§ Aim: In the conversation transcript, what does Liesl Hays say being selfless actually leads to?

§ Source document:
Marcy Predmore  17:54  
You know, and really, there's a lot of times that you do need to treat yourself to those little gifts. And I know I'm the same way I don't have children at home anymore. But my husband and I both love we we both wake up super early, I don't necessarily always get up as early as he does. But I wake up early. So again, I start with gratitudes with just the process of you know how many amazing things that happen yesterday or last week or whatever I'm thankful grateful for. And I really think sometimes you need to calm your spirit before you take that next step, really to prepare you and even this morning, I just I did this. I read this earlier. But I read from one particular book, I read a page and a half every 30 days for 30 days. And so I know that sounds crazy, because you're reading the same words over and over. But it's amazing how many words will just pop right out at you and you just read them yesterday or the day before. But today I was doing my reading and trying harder. It popped out at me. And then it says Ironically, the struggle is part of the trap. When you're trying harder. And you know, we were talking about that corporate world where you continue to try harder. But when you do gather your thoughts and you have that time for you and yes, it might have to be 5am if that works for you or that bubble bath time, if that works for you. Because it's so important to balance your own spirit, your own heart. When you have a husband and a family of business to run. It sounds like you do a lot of weddings and special occasions with that's important to their people. So I just I love that visual of what you do every day. That's pretty awesome.

Liesl Hays  20:01  
But you hit the nail on the head on something. And I think, I think many of us as women are conditioned to be selfless. And it's like being selfless is the ultimate compliment for a woman. Oh, she's so selfless. And at the end of the day, what we don't realize is that being selfless actually leads us to burnout. Like I was the queen of selflessness in my former corporate life, like, I was everything to everyone. I would do anything you needed at any given point in time, I was checking my emails whenever you need it. I was the queen of selflessness. And the number of times I heard that compliment, Marcy, it's too many to count. But the reality is, is that I wasn't able to actually give to people from a heart of, of love and happiness and joy. Like I resented people when I give to them. I resented them for asking things for me. I resented them for just allowing them to take advantage of me, right? I was like, well, they're taking advantage of me, they're sucking on purpose. But in reality, it was my inability to say, Hey, you know what, Lisa is important enough to prioritize? And then I can give from a place of health, right? It doesn't mean I'm not a giver. It doesn't mean I don't help others. But I do it from a place of energy. That is joyful in that giving, right? Because I do prioritize myself. Yeah. Yeah.

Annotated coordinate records
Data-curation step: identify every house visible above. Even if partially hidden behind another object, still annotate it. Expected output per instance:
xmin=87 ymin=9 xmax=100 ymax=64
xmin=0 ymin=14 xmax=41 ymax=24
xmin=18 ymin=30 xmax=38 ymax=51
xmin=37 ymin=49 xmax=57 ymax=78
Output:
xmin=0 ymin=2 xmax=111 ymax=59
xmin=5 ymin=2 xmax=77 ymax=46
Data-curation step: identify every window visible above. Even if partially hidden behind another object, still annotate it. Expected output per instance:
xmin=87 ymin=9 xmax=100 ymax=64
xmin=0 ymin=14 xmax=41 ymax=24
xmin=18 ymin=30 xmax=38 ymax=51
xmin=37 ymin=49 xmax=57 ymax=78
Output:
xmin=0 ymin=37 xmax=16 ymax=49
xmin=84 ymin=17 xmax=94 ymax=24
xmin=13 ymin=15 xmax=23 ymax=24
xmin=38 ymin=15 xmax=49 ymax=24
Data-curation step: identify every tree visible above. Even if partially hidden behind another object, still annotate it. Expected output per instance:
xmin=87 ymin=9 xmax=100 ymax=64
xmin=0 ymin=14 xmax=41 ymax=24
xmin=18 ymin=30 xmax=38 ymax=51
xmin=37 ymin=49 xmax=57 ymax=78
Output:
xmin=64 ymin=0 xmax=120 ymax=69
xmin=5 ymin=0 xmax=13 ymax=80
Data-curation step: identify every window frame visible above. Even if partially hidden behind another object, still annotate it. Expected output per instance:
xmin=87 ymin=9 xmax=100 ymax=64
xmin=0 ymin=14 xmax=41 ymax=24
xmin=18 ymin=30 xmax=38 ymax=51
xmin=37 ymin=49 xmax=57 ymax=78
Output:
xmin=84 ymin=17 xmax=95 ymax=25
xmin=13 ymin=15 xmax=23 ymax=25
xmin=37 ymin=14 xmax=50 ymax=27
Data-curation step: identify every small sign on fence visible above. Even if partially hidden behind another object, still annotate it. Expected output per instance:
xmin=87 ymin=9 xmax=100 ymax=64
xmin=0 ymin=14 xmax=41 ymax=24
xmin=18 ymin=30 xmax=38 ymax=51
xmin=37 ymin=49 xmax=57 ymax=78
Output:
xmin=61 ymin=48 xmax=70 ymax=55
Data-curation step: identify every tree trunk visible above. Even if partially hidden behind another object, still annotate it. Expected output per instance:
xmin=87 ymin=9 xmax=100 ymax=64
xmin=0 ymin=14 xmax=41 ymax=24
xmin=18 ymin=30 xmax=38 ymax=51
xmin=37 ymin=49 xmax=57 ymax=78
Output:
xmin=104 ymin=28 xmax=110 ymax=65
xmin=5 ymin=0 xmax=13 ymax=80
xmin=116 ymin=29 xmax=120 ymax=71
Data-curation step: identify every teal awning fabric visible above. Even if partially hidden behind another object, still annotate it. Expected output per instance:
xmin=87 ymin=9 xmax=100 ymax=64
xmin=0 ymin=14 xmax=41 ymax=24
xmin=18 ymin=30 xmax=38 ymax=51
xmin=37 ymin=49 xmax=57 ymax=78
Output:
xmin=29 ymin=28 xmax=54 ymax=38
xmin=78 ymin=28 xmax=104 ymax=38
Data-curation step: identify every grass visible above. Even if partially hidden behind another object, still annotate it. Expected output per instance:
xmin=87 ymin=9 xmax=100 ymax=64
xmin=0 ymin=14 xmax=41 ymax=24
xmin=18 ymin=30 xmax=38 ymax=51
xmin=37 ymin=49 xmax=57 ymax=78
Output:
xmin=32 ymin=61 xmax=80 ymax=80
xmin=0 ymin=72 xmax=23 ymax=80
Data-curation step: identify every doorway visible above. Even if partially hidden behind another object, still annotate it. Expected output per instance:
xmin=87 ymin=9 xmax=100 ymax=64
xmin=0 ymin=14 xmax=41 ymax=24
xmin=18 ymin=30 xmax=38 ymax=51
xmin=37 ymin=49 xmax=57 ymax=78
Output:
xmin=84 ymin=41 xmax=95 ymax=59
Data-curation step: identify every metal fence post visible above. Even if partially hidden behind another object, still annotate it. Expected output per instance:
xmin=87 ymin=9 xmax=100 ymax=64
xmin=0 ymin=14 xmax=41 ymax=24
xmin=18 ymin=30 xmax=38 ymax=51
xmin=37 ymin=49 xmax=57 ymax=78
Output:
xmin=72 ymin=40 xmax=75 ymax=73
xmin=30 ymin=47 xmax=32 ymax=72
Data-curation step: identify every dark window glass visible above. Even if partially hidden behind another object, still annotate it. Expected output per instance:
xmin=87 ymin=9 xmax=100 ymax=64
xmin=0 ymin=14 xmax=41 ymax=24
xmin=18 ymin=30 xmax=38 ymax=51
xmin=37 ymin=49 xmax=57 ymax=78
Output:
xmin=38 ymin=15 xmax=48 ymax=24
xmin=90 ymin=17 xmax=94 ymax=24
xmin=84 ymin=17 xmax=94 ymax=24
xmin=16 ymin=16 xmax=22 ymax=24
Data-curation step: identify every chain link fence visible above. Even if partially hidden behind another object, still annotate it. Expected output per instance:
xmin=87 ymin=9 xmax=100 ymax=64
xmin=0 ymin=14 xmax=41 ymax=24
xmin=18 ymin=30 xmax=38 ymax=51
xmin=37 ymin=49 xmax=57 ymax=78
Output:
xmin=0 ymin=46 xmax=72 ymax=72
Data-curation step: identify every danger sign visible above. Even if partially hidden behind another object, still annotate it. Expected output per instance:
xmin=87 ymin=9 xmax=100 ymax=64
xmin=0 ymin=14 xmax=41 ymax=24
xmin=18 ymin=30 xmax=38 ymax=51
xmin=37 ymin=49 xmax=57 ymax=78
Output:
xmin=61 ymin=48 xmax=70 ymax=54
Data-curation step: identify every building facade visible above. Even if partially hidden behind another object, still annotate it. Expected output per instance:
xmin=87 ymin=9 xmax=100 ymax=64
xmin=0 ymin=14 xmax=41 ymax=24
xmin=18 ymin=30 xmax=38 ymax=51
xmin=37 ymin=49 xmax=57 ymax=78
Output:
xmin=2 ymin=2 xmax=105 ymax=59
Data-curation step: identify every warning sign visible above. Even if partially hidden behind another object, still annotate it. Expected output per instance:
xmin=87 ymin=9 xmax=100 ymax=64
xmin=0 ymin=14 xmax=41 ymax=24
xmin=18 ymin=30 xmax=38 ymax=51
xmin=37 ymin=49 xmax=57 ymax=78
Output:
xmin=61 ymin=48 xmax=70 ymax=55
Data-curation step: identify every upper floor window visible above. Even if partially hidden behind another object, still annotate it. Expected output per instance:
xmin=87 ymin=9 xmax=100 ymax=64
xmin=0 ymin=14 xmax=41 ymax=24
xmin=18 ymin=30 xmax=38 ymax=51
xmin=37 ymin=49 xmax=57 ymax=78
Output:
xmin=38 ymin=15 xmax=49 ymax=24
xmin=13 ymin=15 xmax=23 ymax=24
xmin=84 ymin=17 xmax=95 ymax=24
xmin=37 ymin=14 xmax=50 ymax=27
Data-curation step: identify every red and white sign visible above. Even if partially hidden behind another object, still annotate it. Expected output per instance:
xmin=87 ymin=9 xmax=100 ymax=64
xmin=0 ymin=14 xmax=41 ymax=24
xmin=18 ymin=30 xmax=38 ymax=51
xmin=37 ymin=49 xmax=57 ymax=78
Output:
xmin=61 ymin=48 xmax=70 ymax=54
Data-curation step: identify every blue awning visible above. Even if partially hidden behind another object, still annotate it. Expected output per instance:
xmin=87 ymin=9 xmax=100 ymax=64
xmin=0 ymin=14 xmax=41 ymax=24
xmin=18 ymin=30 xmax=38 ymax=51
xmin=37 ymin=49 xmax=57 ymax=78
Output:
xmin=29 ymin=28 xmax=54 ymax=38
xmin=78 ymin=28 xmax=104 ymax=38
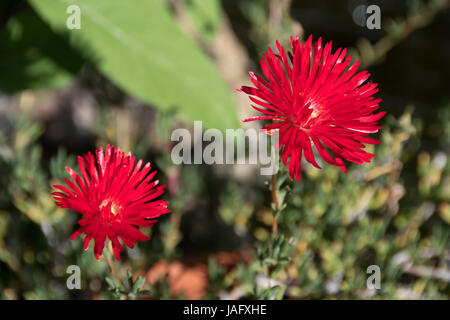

§ Response for this exercise: Burnout.